(Rows of box annotation data)
-=-=-

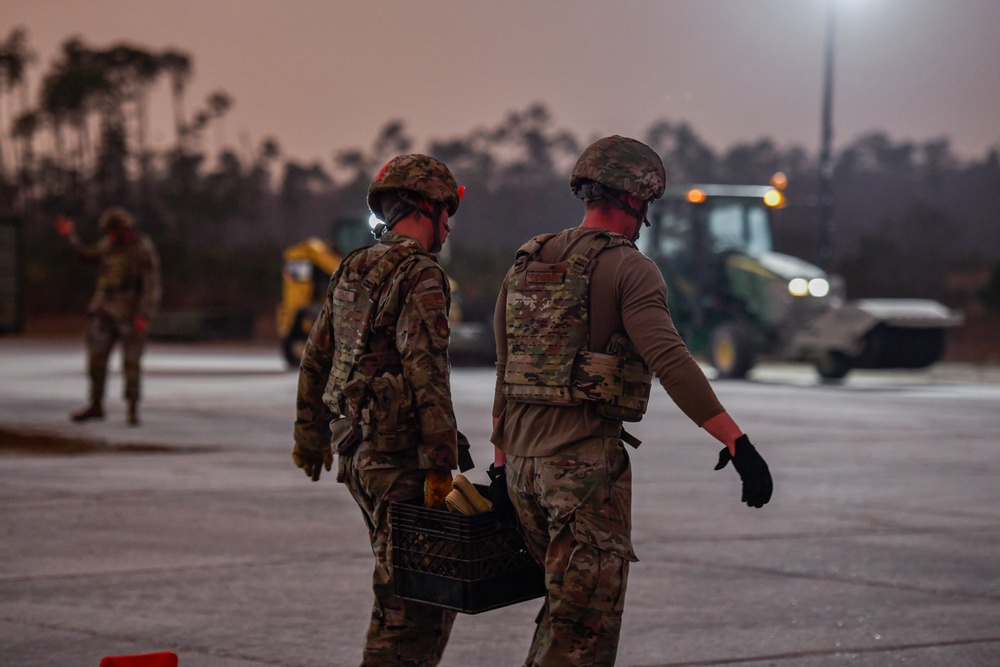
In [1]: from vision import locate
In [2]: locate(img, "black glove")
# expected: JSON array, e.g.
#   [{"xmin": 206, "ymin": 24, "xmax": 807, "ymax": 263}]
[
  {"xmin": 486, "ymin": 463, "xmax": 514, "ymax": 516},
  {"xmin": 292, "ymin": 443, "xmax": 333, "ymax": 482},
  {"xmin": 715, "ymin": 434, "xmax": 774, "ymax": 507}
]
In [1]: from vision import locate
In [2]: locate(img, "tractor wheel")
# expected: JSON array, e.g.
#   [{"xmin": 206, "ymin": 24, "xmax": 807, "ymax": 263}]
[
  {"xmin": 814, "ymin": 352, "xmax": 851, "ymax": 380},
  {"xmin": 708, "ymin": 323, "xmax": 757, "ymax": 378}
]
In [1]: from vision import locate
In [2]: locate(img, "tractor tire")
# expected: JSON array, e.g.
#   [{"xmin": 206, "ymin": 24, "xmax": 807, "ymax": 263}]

-=-=-

Turn every line of the items above into a numbered list, skipping any blank lines and leaving the pictures out of your answer.

1. In [1]: from vision import locate
2. In [2]: locate(img, "black glove")
3. # expected: JSON array, e.g.
4. #   [{"xmin": 206, "ymin": 24, "xmax": 807, "ymax": 263}]
5. [
6.   {"xmin": 486, "ymin": 463, "xmax": 514, "ymax": 516},
7.   {"xmin": 292, "ymin": 443, "xmax": 333, "ymax": 482},
8.   {"xmin": 715, "ymin": 434, "xmax": 774, "ymax": 507}
9. ]
10. In [1]: from vision import locate
11. In [2]: locate(img, "tractor wheel")
12. # expected: JSON array, e.g.
13. #   [{"xmin": 206, "ymin": 24, "xmax": 807, "ymax": 263}]
14. [
15.   {"xmin": 814, "ymin": 352, "xmax": 851, "ymax": 380},
16.   {"xmin": 708, "ymin": 323, "xmax": 757, "ymax": 378}
17. ]
18. In [1]: from vision import locate
19. In [2]: locate(img, "tractor tire")
20. # expected: JSON array, e.g.
21. #   [{"xmin": 206, "ymin": 24, "xmax": 807, "ymax": 263}]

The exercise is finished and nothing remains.